### DATASET
-- Opening Marker --
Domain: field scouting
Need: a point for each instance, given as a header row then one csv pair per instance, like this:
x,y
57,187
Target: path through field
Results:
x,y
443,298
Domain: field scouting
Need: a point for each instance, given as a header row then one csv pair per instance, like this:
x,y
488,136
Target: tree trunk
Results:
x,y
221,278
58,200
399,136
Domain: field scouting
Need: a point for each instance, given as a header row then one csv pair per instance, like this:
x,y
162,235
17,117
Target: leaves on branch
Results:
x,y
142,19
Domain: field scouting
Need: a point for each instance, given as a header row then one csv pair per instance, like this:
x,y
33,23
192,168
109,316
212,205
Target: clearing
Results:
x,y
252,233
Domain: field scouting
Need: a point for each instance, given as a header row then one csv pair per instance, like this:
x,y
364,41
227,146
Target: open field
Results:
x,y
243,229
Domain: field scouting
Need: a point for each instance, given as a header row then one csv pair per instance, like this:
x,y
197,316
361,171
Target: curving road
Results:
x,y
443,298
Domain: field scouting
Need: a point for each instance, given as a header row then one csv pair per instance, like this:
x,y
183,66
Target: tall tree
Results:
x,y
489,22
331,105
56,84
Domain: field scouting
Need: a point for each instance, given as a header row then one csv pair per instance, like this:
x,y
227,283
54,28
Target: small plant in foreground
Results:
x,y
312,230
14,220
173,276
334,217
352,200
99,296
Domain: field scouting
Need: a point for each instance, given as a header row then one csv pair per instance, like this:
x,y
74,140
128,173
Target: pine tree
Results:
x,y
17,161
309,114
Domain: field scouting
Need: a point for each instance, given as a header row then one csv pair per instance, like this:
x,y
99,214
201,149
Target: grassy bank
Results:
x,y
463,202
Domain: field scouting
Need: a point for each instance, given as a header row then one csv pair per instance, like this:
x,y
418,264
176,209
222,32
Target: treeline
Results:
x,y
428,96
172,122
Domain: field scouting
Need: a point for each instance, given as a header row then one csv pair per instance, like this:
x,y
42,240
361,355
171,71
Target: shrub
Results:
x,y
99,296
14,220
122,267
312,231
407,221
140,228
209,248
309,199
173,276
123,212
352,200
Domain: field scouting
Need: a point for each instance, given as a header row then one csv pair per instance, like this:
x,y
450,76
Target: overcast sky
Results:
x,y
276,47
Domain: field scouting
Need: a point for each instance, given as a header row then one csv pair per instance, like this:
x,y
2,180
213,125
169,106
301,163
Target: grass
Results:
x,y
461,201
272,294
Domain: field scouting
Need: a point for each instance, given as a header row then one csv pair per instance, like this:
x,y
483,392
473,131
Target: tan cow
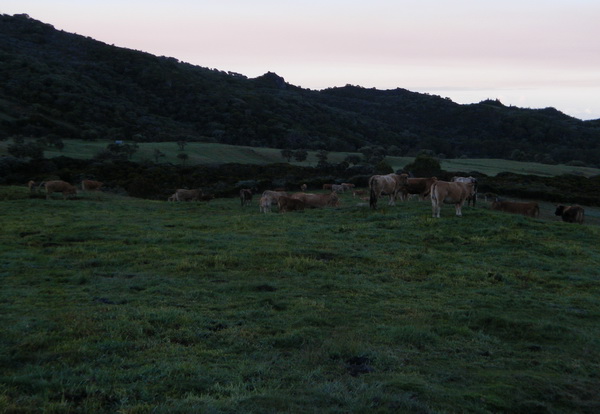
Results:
x,y
182,194
570,214
389,184
273,196
58,186
318,200
420,186
473,199
444,192
530,209
91,185
289,204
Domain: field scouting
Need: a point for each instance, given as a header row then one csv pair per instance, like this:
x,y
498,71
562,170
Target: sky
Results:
x,y
526,53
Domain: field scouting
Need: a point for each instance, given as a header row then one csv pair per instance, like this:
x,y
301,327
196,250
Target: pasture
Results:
x,y
112,304
210,153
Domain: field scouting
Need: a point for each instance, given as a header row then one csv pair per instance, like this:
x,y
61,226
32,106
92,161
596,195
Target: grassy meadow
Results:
x,y
112,304
209,153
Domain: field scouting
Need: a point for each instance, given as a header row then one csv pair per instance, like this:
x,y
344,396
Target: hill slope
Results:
x,y
70,86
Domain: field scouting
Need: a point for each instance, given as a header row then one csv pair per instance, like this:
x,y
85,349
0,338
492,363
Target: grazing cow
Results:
x,y
318,200
471,200
570,214
389,184
420,186
182,194
530,209
245,196
58,186
264,204
273,196
91,185
444,192
289,204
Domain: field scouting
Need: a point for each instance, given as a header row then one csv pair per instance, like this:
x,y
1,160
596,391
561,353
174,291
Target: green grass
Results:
x,y
112,304
207,153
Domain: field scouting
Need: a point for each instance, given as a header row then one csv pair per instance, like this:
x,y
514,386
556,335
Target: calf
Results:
x,y
58,186
570,214
529,209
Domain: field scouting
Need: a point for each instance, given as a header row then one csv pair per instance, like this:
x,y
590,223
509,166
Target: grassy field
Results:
x,y
111,304
203,153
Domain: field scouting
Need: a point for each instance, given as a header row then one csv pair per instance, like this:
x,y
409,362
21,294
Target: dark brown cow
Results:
x,y
420,186
181,194
245,196
318,200
444,192
570,214
58,186
389,184
530,209
289,204
91,185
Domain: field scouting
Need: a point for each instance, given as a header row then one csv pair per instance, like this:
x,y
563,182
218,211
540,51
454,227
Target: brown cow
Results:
x,y
444,192
91,185
289,204
570,214
420,186
182,194
389,184
245,196
473,199
58,186
318,200
530,209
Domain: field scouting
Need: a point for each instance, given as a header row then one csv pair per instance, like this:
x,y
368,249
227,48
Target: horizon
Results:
x,y
470,52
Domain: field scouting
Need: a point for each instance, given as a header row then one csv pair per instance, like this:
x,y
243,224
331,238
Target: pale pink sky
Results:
x,y
527,53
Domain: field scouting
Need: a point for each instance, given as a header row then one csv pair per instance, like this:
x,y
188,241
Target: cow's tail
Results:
x,y
373,194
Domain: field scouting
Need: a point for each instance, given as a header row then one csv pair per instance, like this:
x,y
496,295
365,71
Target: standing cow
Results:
x,y
471,200
444,192
570,214
58,186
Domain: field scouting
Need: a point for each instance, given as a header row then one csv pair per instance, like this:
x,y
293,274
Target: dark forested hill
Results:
x,y
57,84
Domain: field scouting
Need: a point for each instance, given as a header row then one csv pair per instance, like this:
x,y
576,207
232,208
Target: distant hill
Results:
x,y
58,84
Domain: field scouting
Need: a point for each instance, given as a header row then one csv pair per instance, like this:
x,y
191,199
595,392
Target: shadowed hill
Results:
x,y
59,84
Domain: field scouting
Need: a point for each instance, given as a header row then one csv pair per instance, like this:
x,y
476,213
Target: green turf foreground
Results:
x,y
117,305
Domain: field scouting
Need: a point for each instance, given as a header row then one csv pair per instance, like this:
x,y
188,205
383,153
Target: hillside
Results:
x,y
62,85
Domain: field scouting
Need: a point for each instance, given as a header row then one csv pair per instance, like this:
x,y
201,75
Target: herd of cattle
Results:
x,y
396,186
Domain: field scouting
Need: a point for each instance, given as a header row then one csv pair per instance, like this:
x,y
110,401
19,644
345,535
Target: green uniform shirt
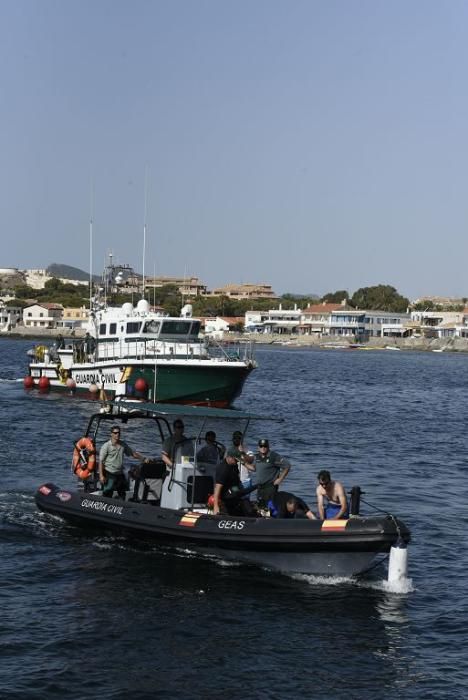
-- Closing Marker --
### ASSIGNED TASK
Copy the whole listing above word for word but do not carry over the pictures.

### SOLVED EXERCISE
Domain: field scouting
Need: a point for each instance, given as a header row then one csv pair per instance, like this:
x,y
57,187
Target: path through field
Results:
x,y
443,298
Domain: field scouting
Need: a point for each instance, given as a header row then one csv pair per instance, like this:
x,y
488,136
Target: tree trunk
Results:
x,y
221,278
58,200
399,136
Domain: field scouting
Need: a point for each instance, given as a header row then one csv pair per instance, like this:
x,y
162,235
17,117
Target: leaves on branch
Results:
x,y
142,19
Domain: field scouting
Need: a point for each instance, given as a header row then one csv pair per instance, like this:
x,y
33,23
192,168
109,316
212,205
Target: clearing
Results:
x,y
252,233
Domain: field scouting
Need: a point for each instance, given as a header row then one csv pair per instance, like this:
x,y
364,41
227,146
Target: open field
Results:
x,y
243,229
Domain: field scouting
Need: a point for each instance, given as a header row then one csv pair per instance, like this:
x,y
197,316
361,171
Target: curving road
Results:
x,y
443,298
Domain: field scouting
Need: a point for each instance, given as a header row then one csv pair per instance, like this:
x,y
183,66
Target: tall tree
Results:
x,y
489,22
331,105
56,84
Domain: field scouting
Need: a point for each instance, given as a header row then one csv pair per instance, like this:
x,y
227,283
54,28
Target: small plant in foreground
Results:
x,y
312,230
14,220
173,276
334,217
352,200
99,296
Domain: field scouting
Need: a point for each instance, given as a header row then one csv pair per instance, like this:
x,y
74,140
128,173
Target: pine tree
Results:
x,y
17,161
309,114
Domain: field scouting
Need: a point for each instance, given as a header row then one csv pair per instance, like this:
x,y
99,214
201,149
Target: grassy bank
Results:
x,y
463,202
Domain: field scouting
Need: a point for each instance, given as a header row then one csv pair per instance, like this:
x,y
418,264
176,209
222,32
Target: treeline
Results:
x,y
428,96
172,122
Domain: field scouting
Need: a point for each instance, given as a header row then one csv pair per instance, like this:
x,y
42,240
361,355
171,71
Target: shrub
Results:
x,y
99,296
14,220
122,267
312,231
407,221
140,228
209,248
309,199
173,276
123,212
352,200
Domain: field scouting
Need: a point for each instance, given as a header row then one csv pair per instance, like this:
x,y
450,76
Target: overcast sky
Results:
x,y
276,47
Domain: field scouting
Need: a point for each instance, given as a header row then one csv pair per instance, like this:
x,y
2,180
213,125
169,106
301,163
Target: grass
Results:
x,y
461,201
272,294
Domain: field scouting
Need: a point for each instance, given as a header row then one csv pair per instance, like this:
x,y
483,392
473,131
Target: tan cow
Results:
x,y
182,194
570,214
389,184
273,196
58,186
318,200
420,186
473,199
444,192
530,209
91,185
289,204
Domain: field scouting
Need: a point for each instance, given as a header row then one csv pair per instance, like this:
x,y
498,71
562,170
Target: sky
Results:
x,y
526,53
Domain: field scouting
Need: a point for each instance, given as a header row then one csv pair per instance, like this:
x,y
301,327
196,250
Target: pasture
Results:
x,y
112,304
210,153
Domain: field scouting
Need: a point for each instance, given as a header row then one csv pair per instance, like this:
x,y
61,226
32,106
92,161
596,195
Target: grassy meadow
Results:
x,y
112,304
209,153
Domain: field scouting
Need: a point for each instance, given as a header row then one csv pair per instance, like this:
x,y
344,396
Target: hill slope
Results:
x,y
70,86
Domain: field scouting
Need: a point for each instance, given as a header row then one csv pair per instance, like this:
x,y
85,349
0,338
492,363
Target: grazing cow
Results:
x,y
318,200
471,200
570,214
389,184
420,186
182,194
530,209
245,196
58,186
264,204
273,196
91,185
444,192
289,204
Domain: field scouting
Need: a point for each instance, given as a header row then one csv pair per instance, like this:
x,y
1,160
596,391
561,353
174,291
Target: green grass
Results:
x,y
112,304
207,153
Domain: field scouting
Need: a point for each instance, given as a header row then one csv pair per instance, like this:
x,y
514,386
556,335
Target: calf
Results:
x,y
58,186
570,214
529,209
Domain: field scouting
Need: a point for each instance, given as a header row then one csv pair per instance, like this:
x,y
590,223
509,166
Target: grassy field
Results:
x,y
111,304
203,153
Domain: field scouting
Need: a point for each instance, given as a header row then one csv pair per instance, like this:
x,y
409,362
21,294
Target: dark brown cow
Results:
x,y
420,186
181,194
245,196
318,200
444,192
570,214
58,186
389,184
530,209
289,204
91,185
Domain: field scouting
Need: a point for each instance, given as a header row then one csv pair per instance, like this:
x,y
563,182
218,211
540,51
454,227
Target: brown cow
Results:
x,y
444,192
91,185
289,204
570,214
420,186
182,194
389,184
245,196
473,199
58,186
318,200
530,209
Domain: field scouting
Need: a point for each instance, given as a header row then one csv pair per instance, like this:
x,y
368,249
227,48
Target: horizon
Results:
x,y
470,52
Domain: field scouting
Need: a point for each instance, given as a header row then one csv pair per instance, like this:
x,y
243,224
331,238
Target: pale pink sky
Results:
x,y
527,53
Domain: field scouting
Need: a point for each instance, given as a header row then one csv pair per instance, like this:
x,y
188,241
Target: cow's tail
Results:
x,y
373,194
Domain: field scouting
Need: a point for each instance, given as a header row then one csv pair per instance, like this:
x,y
496,295
365,71
Target: standing cow
Results:
x,y
471,200
444,192
570,214
58,186
Domain: field scouting
Need: a point for each instance, given as a header row then one csv pair per instance, like this:
x,y
293,274
Target: dark forested hill
Results:
x,y
57,84
Domain: field scouting
Need: a point for each instance, given as a header row then one csv pair per instance, like this:
x,y
576,207
232,208
Target: distant hill
Results:
x,y
58,84
Domain: field scouting
Need: a point for each instance, given as a header row then one csv pair per instance, like this:
x,y
191,199
595,392
Target: shadowed hill
Results:
x,y
59,84
Domain: field scouting
Need: a point for each instance, given as a header row then one csv pair per instance, like this:
x,y
476,213
Target: green turf foreground
Results:
x,y
117,305
Domain: field scouting
Need: a point for each instance, given as a header row then one csv pair per instance, like this:
x,y
188,205
383,153
Target: hillside
Results:
x,y
62,85
Domain: field scouting
Need: a point for each instance, given as a header row then one csv pair per instance, like this:
x,y
201,75
Target: herd of cattle
Results:
x,y
396,186
Domain: field scouting
Need: a point for each instance, given as a header row then one csv pair per instance, like this:
x,y
110,401
19,644
345,535
Target: green uniform shirt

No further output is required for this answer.